● Task to carry out
Each line below that contains the word "grazing" must be copied.

● Dataset entries
-=-=-
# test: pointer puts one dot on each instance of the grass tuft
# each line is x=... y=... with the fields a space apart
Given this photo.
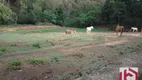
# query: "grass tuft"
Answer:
x=79 y=55
x=37 y=45
x=14 y=65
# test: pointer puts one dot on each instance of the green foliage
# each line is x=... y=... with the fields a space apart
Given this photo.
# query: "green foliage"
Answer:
x=3 y=49
x=35 y=61
x=37 y=45
x=14 y=65
x=6 y=14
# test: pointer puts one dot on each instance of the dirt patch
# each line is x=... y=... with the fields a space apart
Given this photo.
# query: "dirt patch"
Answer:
x=100 y=62
x=29 y=28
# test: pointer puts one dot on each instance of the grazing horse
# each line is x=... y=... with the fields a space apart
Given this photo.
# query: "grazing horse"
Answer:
x=119 y=29
x=134 y=29
x=70 y=31
x=88 y=29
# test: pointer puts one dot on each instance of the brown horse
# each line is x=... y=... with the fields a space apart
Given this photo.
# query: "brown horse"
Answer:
-=-=-
● Solution
# test: pointer puts one dot on each instance of the grazing horse
# query: "grazing horse"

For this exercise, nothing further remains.